Text provided:

-*-

May 20, 2006
May 15 marked the 58th anniversary of Al Nakba (The
Catastrophe). Every year, Palestinians recount the tragedy of 1948.
I recall my grandmother’s anguish: she was seven months
pregnant with my mother when she was forced to flee to Lebanon by boat. She
waited in Lebanon. The weeks turned into months. The months turned into years .
. . Fifty-eight years later, my grandmother has yet to return to her house in
Jaffa.
When the Zionists forces (the Haganagh, Irgun, and Stern
Gang) tore Palestine limb from limb, depopulating villages, uprooting
cemeteries, and pillaging arable fields, Israel had not even been created.
Today we see a fight for Israel’s "right to exist." But what right does Israel
have to exist in its current form?
United Nations (UN) Resolution 194 states,
"The refugees wishing to return to
their homes and live at peace with their neighbors should be permitted to do so
at the earliest practicable date, and that compensation should be paid for the
property of those choosing not to return."
Israel’s admittance into the UN was conditional: it must recognize UN Resolution 194.
Nevertheless, since the passing of UN Resolution 273 -- which admitted Israel
into the UN on May 11, 1949 -- Israel has openly rejected this requirement.
Commenting on Israel’s dismissal of the resolution, Professor of Law Francis A.
Boyle wrote in his book Palestine,
Palestinians and International Law,
"Insofar as Israel has violated its conditions for admission to UN membership,
it must accordingly be suspended on a de
facto basis from any participation throughout the entire United Nations
system."

-*-

Information shown:
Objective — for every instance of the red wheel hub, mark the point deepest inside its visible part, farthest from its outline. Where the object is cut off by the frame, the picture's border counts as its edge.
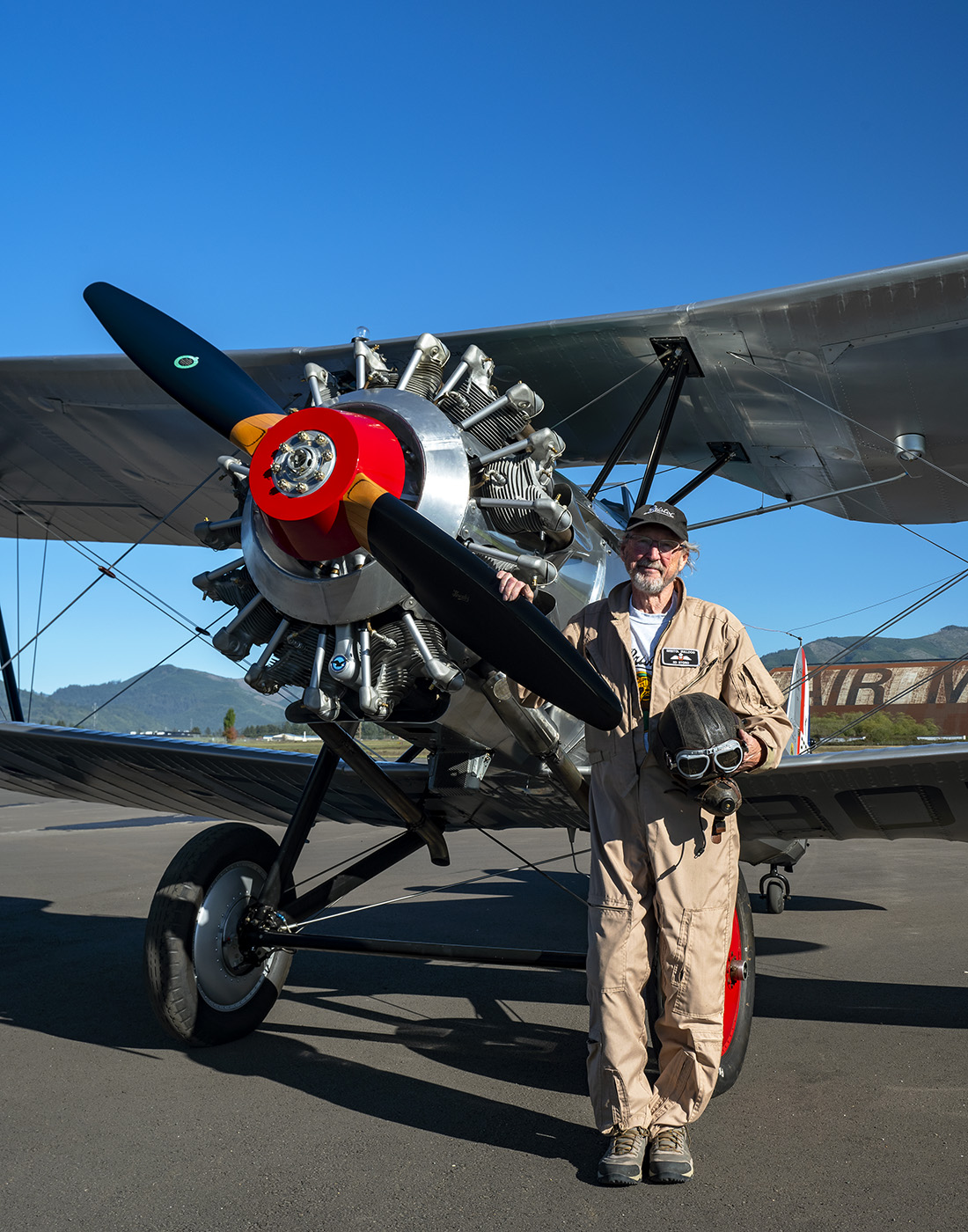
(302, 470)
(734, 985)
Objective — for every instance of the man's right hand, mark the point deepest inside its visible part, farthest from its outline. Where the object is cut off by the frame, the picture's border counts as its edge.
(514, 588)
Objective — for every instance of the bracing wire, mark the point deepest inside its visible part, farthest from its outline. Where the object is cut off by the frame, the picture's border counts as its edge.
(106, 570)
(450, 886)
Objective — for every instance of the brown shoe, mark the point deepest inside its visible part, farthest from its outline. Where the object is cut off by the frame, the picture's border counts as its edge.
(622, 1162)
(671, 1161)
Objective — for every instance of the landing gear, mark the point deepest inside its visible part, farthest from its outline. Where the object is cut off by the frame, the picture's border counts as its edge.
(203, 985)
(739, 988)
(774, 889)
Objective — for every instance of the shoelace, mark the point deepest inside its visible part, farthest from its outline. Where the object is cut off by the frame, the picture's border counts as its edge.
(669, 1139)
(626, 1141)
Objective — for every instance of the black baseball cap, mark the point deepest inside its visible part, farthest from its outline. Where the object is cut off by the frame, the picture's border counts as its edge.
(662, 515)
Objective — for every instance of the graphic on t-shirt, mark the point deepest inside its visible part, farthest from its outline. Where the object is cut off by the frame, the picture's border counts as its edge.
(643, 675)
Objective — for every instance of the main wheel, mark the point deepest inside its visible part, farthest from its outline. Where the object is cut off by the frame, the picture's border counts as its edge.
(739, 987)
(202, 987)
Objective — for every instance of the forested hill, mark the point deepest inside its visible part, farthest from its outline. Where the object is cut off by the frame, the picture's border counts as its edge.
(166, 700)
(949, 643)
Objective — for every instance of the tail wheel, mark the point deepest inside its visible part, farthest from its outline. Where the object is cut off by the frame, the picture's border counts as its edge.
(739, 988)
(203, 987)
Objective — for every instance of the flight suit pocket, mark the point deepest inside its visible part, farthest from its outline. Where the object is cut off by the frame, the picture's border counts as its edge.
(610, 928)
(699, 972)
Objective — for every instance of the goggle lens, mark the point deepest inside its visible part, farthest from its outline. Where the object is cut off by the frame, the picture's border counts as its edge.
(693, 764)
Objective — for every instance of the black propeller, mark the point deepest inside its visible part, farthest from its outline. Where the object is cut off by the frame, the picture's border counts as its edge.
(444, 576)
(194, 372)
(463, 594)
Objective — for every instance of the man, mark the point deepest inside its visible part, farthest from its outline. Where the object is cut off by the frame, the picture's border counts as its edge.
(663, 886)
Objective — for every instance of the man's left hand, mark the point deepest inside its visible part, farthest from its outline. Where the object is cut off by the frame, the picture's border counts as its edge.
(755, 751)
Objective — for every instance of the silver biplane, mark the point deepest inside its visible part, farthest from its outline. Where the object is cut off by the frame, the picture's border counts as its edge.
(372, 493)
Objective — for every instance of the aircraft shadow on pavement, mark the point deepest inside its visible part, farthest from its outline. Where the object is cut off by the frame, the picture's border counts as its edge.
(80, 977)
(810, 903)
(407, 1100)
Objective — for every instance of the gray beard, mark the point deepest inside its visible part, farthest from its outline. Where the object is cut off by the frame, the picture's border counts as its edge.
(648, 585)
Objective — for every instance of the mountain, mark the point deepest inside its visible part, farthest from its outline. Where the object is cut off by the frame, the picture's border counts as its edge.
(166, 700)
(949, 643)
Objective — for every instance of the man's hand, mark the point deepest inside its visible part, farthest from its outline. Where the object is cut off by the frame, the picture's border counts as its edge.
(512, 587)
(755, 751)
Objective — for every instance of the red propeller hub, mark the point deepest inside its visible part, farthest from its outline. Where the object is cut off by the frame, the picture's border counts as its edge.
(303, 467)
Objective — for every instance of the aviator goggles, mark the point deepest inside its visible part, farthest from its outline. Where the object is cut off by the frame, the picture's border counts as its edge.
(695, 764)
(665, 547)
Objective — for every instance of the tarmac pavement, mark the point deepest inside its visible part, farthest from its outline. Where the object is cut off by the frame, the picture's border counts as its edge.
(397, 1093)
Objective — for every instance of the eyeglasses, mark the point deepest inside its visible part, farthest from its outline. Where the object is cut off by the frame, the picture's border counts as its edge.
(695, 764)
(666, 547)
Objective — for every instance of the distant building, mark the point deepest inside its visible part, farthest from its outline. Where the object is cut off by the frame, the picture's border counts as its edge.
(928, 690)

-*-

Task list:
[a] According to the Al Nakba text, which UN resolution admitted Israel into the United Nations, and on what date?
[b] Continue the Al Nakba text, picking up after its final sentence.

Results of the tasks:
[a] UN Resolution 273, on May 11, 1949.

[b]
Yet, the world hasn’t seen one UN resolution concerning
Israel enforced by the UN or the international community. America specifically
refers to "countless" UN resolutions Iraq refused to comply with as a major
reason to invade in 2003. If America were to invade Iraq on this reasoning, one
would think they would at least attempt to enforce the UN resolutions
pertaining to Israel.
The implementing of UN Resolution 194 was the condition for
Israel’s "right to exist." Today we see many more factors that should make one
contemplate this right. Israel illegally occupies East Jerusalem, the West Bank
and the Gaza Strip. Post-disengagement, Israel
continues to occupy Gaza through control of borders, air, water, and resources.
According to the Israeli newspaper Haaretz, since March 31 of this year, Israel
has fired more than 5,100 artillery shells at Gaza.
The occupation is illegal under international law and UN
resolution 242 (reaffirmed by resolution 338). UN resolution 242 explicitly
states that Israel must "withdraw from territories occupied." On this basis,
before going into the brutality of the occupation, one cannot expect the
Palestinian Authority to recognize Israel’s "right to exist."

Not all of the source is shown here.